» WHAT YOU WILL DO
Filter the listing below, keeping only the lines with the word "white".

» EXTRACTED DATA
┄┄┄┄┄┄┄┄┄┄
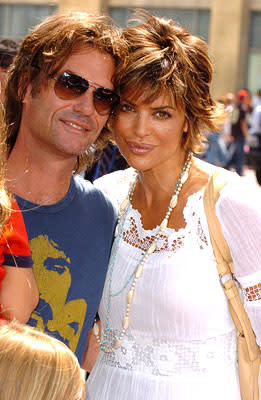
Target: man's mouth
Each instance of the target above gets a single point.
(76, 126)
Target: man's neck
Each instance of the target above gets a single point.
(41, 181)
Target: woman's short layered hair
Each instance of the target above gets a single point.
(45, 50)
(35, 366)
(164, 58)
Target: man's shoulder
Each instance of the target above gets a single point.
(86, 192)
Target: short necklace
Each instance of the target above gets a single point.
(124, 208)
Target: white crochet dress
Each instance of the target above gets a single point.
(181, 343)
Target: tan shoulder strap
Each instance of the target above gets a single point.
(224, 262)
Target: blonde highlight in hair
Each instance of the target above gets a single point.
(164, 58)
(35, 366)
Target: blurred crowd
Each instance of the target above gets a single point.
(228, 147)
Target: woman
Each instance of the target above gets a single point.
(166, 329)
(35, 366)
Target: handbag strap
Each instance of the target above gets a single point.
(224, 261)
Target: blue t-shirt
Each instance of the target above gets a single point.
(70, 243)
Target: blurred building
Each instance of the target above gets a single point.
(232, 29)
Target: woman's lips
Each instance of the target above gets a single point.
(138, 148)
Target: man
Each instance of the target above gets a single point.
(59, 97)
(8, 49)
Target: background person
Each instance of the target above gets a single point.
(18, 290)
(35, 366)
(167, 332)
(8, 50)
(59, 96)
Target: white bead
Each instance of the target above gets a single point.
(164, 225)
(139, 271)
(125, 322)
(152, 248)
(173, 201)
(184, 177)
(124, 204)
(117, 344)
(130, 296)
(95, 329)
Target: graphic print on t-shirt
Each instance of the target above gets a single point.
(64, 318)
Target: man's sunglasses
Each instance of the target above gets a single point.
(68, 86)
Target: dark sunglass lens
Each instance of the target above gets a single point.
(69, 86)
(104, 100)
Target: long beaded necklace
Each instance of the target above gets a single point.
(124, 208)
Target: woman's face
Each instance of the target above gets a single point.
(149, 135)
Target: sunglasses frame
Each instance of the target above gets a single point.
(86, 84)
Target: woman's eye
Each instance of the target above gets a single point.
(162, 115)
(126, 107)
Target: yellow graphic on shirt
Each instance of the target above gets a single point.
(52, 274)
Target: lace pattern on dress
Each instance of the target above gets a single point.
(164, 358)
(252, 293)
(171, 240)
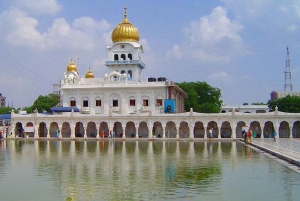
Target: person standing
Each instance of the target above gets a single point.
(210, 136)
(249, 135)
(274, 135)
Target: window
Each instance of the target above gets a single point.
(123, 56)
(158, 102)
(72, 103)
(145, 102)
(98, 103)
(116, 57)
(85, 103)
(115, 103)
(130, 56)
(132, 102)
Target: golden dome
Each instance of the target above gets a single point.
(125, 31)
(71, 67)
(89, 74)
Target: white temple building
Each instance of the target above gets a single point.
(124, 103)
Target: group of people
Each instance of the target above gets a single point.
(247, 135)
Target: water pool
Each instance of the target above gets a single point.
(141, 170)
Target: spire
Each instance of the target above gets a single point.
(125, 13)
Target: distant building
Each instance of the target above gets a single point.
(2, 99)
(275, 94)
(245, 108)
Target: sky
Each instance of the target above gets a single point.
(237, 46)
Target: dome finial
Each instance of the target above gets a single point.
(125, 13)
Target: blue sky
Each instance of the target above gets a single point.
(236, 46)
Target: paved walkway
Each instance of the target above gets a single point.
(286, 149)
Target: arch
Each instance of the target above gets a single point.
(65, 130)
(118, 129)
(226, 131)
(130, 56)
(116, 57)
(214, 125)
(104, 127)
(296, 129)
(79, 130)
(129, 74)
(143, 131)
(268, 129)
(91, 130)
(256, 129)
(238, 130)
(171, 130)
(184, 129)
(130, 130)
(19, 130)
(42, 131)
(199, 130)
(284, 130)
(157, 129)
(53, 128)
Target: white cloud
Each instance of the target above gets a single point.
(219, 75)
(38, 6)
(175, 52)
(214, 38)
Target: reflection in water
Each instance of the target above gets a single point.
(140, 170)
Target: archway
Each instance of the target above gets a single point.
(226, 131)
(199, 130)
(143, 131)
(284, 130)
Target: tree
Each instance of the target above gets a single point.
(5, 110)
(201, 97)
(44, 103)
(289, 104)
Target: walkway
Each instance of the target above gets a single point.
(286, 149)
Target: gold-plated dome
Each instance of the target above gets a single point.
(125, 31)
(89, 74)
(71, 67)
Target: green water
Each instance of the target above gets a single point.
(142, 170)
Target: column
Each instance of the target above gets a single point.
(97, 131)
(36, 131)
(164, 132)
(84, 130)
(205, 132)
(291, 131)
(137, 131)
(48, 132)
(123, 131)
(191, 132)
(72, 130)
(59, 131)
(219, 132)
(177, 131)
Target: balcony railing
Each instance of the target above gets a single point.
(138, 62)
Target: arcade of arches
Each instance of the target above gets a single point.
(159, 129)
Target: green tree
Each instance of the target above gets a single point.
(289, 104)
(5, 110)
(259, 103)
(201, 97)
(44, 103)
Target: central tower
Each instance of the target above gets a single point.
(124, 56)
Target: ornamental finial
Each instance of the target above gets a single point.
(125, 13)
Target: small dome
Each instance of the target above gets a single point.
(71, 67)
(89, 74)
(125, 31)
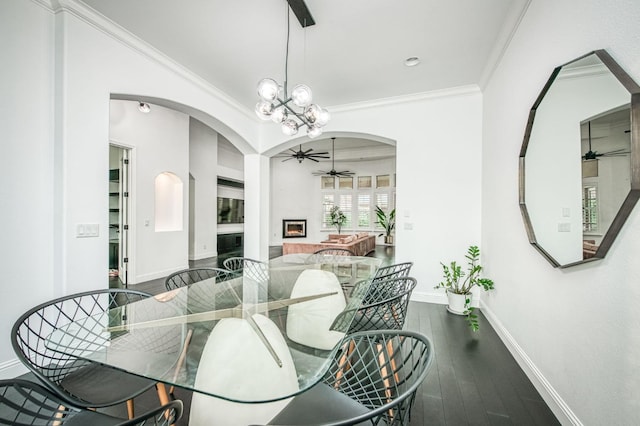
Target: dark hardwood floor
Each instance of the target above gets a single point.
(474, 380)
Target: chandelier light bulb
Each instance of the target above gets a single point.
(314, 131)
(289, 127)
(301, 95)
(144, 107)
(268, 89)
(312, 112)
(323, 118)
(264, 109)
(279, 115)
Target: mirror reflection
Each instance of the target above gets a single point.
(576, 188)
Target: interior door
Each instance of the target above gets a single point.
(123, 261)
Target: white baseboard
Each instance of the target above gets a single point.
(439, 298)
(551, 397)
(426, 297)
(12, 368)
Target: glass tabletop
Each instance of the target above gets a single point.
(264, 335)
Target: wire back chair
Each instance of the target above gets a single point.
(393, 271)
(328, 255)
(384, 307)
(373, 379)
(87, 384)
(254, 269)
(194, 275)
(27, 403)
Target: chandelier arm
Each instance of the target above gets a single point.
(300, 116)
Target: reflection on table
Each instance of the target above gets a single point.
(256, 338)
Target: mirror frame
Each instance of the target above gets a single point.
┄┄┄┄┄┄┄┄┄┄
» YOUR RESPONSE
Target: white crochet dress
Target: white bead
Target: white temple building
Target: white cloud
Target: white baseboard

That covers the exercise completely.